● EXERCISE OBJECTIVE: Nothing beyond the line containing "Target — weathered wood" is to be printed; print exactly each line from the start of the records below through that line, leaving out pictures.

● EXCERPTED DATA:
◆ ◆ ◆ ◆

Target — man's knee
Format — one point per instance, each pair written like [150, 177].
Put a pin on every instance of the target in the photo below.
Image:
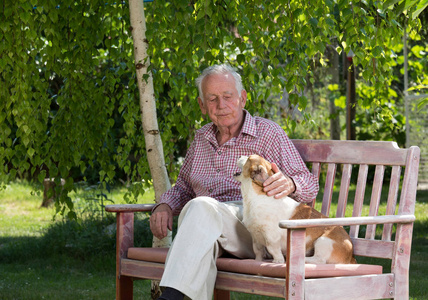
[200, 206]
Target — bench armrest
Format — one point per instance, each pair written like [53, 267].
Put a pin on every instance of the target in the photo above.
[121, 208]
[306, 223]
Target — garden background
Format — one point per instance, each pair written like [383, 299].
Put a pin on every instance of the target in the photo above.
[70, 109]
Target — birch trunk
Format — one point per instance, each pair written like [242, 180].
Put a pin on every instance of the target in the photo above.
[154, 148]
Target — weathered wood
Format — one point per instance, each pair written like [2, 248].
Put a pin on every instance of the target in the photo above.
[344, 190]
[352, 288]
[118, 208]
[295, 259]
[297, 281]
[347, 221]
[351, 152]
[124, 240]
[328, 189]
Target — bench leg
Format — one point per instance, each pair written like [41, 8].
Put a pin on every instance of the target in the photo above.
[221, 295]
[124, 288]
[124, 240]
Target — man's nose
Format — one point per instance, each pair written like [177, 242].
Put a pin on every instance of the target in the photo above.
[221, 102]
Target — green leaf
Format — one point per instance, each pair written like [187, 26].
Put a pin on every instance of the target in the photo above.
[422, 103]
[420, 7]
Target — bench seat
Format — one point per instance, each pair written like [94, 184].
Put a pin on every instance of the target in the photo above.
[268, 269]
[379, 217]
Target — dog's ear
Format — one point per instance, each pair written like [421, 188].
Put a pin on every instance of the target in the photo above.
[259, 175]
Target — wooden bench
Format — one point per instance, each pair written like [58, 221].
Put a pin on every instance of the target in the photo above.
[379, 233]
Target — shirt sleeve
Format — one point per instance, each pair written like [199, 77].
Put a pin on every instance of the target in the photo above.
[289, 161]
[182, 191]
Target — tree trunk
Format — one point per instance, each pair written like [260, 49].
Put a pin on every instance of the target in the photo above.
[154, 148]
[351, 102]
[334, 117]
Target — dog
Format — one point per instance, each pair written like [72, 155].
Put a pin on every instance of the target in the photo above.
[262, 213]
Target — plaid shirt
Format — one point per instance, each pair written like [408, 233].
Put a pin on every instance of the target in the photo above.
[208, 168]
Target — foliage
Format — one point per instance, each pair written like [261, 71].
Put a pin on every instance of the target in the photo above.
[68, 103]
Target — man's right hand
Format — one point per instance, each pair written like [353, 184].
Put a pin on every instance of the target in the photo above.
[161, 221]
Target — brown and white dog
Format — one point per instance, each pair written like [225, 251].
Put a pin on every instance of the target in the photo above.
[262, 214]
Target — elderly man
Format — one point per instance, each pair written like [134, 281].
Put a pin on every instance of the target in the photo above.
[207, 197]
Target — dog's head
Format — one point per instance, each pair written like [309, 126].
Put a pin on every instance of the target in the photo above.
[254, 167]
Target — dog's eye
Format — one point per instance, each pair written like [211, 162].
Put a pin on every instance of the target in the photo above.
[257, 171]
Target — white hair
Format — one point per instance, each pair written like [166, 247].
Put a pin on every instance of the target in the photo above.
[219, 69]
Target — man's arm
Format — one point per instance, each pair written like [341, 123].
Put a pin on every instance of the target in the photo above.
[278, 185]
[293, 177]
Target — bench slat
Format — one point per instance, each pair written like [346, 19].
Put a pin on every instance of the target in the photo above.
[375, 199]
[328, 189]
[359, 198]
[344, 190]
[353, 152]
[392, 200]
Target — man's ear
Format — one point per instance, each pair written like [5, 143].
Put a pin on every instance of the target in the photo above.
[202, 106]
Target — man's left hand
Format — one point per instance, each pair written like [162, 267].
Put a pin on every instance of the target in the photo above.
[278, 185]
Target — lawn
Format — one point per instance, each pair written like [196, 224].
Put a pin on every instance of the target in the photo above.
[43, 258]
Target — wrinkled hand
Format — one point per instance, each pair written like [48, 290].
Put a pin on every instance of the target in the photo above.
[161, 221]
[278, 185]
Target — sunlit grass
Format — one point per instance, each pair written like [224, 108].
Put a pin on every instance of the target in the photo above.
[31, 270]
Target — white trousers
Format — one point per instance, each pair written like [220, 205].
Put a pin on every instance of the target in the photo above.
[206, 228]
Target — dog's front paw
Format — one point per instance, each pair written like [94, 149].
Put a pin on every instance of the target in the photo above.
[279, 260]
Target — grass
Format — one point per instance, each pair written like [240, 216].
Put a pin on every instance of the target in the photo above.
[42, 258]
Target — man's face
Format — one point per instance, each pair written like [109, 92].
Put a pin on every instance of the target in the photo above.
[222, 102]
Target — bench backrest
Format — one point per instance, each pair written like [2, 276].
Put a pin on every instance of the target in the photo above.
[330, 158]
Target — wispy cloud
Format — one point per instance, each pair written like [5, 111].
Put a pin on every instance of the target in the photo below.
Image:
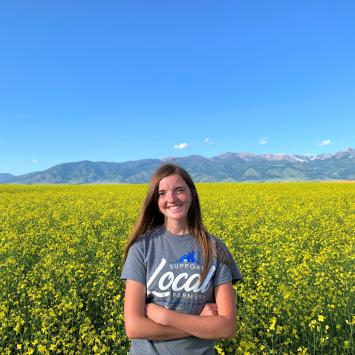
[263, 140]
[180, 146]
[325, 142]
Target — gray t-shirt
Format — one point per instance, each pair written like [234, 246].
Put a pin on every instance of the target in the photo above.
[169, 266]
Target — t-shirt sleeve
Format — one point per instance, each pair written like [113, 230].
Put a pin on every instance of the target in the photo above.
[134, 267]
[227, 269]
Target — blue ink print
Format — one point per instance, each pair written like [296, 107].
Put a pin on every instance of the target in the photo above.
[188, 258]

◆ ◆ ◆ ◆

● RESULT FOR THIS EXERCISE:
Target — man's knee
Format — one point per instance, each pair written like [150, 177].
Put a pin on every instance of the target in the photo below.
Image:
[200, 206]
Target — bench armrest
Format — one point per instance, each pair written like [53, 267].
Put a pin on every instance of the target in the photo above.
[121, 208]
[306, 223]
Target — garden background
Format — one point per instance, each pair written like [383, 299].
Put a pin on every instance of the target in the photo above.
[70, 109]
Target — birch trunk
Format — one point per instance, each pair written like [242, 180].
Put a pin on every instance of the target in the photo above.
[154, 148]
Target — weathered wood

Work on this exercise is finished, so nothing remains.